### What you will do
Only some lines are wanted. Transcribe, exactly, the lines below from the line with "Target: toilet seat" up to and including the line with "Target: lizard nostril".

### Given records
---+---

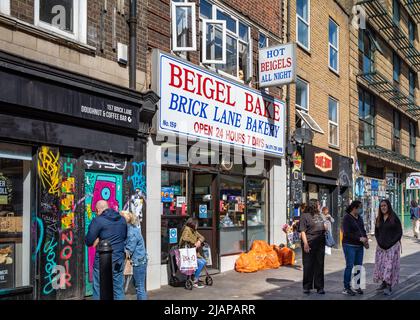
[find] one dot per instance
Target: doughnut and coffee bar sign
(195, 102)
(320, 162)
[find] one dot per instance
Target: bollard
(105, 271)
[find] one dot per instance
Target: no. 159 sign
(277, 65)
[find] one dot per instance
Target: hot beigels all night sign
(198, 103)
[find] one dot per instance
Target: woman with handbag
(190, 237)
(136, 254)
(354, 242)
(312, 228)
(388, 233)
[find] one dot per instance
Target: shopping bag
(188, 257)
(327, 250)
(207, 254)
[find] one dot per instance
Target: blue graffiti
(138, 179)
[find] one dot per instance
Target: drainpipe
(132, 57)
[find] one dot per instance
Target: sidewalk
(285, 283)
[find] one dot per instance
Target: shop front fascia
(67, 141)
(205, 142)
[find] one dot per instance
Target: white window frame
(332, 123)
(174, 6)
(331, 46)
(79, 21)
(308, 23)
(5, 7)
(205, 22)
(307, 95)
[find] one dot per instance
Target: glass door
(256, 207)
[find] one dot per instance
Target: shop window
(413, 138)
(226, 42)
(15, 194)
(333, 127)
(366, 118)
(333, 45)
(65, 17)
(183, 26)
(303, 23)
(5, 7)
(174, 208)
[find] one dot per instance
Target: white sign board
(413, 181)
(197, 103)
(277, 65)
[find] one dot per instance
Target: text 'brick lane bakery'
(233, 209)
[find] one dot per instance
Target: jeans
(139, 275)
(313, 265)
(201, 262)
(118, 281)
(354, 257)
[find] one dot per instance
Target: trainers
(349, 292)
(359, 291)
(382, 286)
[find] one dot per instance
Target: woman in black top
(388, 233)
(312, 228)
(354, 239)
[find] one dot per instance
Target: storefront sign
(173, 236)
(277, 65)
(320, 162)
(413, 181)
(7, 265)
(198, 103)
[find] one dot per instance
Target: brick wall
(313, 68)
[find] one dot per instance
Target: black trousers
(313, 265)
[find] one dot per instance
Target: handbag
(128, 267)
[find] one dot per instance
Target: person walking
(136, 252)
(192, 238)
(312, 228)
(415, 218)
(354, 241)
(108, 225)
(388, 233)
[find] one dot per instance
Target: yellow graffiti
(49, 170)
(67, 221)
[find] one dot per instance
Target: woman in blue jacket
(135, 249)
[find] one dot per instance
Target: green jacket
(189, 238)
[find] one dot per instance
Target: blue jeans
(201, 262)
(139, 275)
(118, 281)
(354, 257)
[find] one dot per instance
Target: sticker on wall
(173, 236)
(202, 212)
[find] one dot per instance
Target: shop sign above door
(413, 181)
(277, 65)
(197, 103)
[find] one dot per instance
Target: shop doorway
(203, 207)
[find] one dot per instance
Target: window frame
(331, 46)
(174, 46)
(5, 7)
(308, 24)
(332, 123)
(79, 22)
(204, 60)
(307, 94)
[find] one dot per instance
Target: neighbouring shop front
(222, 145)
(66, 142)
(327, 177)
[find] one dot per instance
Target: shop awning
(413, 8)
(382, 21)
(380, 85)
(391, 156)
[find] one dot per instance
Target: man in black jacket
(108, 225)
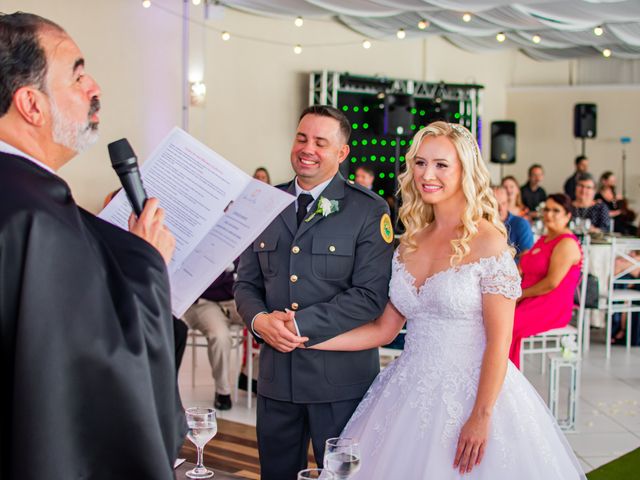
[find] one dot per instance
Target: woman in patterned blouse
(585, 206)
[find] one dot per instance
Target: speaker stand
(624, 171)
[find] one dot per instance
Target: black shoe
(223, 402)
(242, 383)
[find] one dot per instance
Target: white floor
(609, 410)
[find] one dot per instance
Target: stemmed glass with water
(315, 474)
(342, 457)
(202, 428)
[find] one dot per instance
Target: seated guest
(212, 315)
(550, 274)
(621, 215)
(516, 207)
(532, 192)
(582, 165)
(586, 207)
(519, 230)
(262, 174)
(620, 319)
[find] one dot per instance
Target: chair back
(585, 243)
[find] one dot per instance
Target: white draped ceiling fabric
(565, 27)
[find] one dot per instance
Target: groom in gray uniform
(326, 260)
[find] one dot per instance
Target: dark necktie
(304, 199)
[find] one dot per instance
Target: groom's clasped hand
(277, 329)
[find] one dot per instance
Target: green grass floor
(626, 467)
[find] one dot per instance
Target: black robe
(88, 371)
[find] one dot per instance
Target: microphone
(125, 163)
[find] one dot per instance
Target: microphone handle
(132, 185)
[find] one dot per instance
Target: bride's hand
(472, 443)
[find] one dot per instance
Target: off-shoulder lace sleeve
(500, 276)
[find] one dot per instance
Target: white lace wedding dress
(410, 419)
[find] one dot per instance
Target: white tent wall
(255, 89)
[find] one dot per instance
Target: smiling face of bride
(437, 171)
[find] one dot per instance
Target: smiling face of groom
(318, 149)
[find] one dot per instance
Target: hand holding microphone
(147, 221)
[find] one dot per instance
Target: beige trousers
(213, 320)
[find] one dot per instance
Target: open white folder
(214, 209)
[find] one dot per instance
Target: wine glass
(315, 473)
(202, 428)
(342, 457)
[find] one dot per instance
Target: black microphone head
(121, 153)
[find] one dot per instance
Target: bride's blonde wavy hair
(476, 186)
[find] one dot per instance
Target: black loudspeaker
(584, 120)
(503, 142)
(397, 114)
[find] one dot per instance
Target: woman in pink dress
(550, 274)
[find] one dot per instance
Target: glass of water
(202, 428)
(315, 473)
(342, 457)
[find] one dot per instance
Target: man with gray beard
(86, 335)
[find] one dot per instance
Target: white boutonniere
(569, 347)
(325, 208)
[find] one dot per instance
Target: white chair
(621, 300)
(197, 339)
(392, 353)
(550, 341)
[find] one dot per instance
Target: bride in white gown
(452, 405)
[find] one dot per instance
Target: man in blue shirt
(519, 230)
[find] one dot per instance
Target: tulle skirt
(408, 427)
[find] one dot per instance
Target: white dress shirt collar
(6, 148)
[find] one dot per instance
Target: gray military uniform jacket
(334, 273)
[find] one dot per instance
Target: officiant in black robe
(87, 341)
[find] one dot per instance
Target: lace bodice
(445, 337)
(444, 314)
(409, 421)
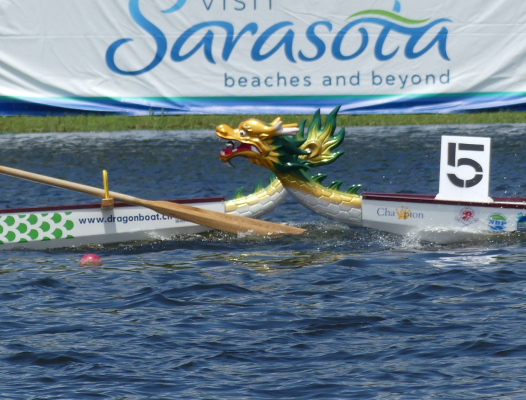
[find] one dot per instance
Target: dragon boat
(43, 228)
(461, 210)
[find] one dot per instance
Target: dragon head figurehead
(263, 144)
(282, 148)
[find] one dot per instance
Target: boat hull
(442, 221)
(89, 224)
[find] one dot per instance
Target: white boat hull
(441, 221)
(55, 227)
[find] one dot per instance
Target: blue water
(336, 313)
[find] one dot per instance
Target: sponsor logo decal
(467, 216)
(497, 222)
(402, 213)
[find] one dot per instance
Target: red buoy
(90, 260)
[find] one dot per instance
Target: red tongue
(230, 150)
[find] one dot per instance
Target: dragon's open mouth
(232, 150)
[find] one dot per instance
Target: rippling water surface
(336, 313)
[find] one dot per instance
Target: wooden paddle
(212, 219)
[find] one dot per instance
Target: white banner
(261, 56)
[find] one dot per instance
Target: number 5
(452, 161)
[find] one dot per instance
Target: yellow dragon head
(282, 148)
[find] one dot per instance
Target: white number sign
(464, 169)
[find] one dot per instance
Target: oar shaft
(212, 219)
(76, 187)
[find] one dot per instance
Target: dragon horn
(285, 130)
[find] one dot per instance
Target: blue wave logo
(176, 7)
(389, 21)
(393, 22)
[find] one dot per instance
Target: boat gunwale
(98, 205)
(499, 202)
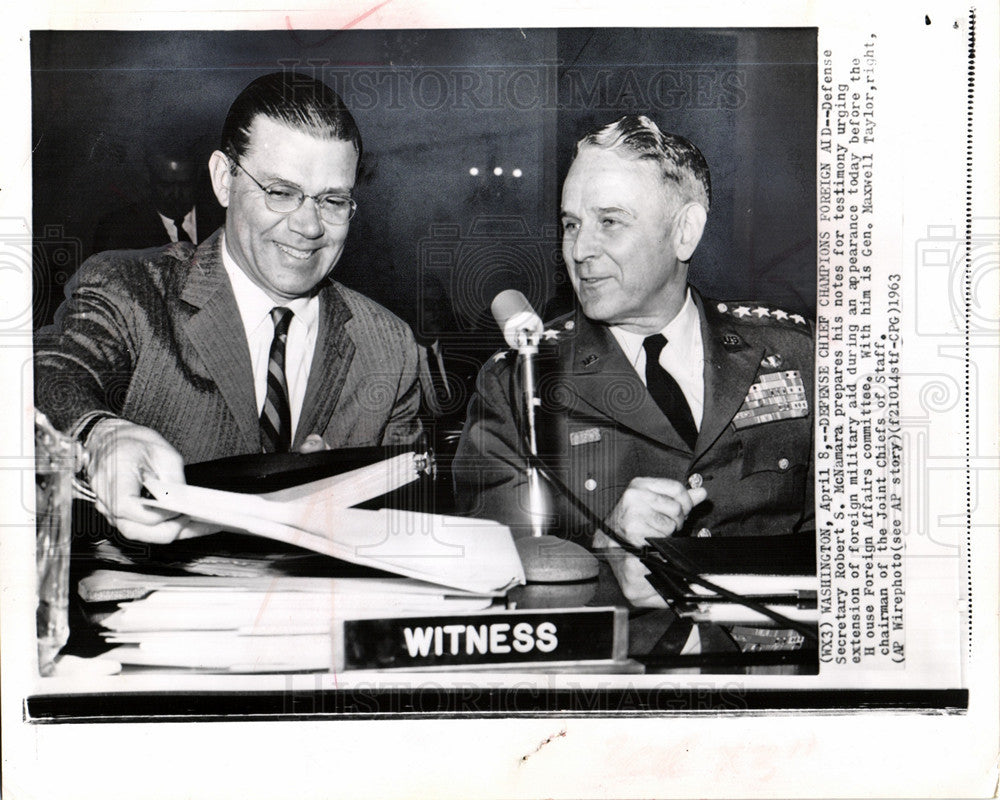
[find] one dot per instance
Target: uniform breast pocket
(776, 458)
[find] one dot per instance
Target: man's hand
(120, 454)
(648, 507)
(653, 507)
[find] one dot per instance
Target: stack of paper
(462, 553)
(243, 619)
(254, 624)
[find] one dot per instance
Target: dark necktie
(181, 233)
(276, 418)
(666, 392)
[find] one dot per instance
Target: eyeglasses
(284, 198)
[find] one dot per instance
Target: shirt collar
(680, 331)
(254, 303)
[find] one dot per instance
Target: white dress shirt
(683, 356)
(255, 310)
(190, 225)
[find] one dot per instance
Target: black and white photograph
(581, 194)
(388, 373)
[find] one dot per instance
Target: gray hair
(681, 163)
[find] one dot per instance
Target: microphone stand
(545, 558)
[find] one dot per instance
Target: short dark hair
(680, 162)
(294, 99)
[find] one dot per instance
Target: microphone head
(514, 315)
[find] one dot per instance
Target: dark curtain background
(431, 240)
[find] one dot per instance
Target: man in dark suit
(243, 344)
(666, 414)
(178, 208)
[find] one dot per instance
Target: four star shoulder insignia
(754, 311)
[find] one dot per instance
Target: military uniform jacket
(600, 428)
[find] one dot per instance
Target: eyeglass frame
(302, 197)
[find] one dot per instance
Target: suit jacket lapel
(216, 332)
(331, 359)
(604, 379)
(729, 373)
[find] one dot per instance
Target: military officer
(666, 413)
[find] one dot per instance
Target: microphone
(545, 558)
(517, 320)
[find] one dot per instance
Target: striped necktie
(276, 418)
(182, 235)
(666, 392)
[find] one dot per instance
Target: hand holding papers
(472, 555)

---+---

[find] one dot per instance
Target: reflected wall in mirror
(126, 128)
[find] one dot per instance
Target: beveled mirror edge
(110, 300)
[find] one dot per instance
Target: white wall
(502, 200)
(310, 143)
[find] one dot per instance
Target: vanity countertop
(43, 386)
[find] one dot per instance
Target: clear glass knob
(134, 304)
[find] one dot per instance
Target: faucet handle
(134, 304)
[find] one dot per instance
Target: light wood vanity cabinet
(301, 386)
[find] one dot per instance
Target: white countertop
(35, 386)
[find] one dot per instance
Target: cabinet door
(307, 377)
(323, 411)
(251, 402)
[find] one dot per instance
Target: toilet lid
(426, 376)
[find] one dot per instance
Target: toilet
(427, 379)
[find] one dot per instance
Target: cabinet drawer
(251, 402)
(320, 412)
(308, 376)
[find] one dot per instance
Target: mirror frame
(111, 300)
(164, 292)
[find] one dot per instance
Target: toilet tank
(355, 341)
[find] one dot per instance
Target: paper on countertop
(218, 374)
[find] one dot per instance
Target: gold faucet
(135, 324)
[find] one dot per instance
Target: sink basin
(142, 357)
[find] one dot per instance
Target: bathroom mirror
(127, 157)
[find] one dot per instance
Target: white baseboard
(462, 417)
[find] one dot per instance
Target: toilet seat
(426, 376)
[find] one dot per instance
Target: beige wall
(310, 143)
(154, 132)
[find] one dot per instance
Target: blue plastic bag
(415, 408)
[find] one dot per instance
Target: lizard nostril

---+---

### Solution for this problem
Target: toilet seat
(426, 376)
[find] one dot per instance
Target: beige wall
(310, 143)
(154, 132)
[find] one dot per instance
Target: blue plastic bag
(415, 408)
[find] one dot per instance
Target: lizard nostril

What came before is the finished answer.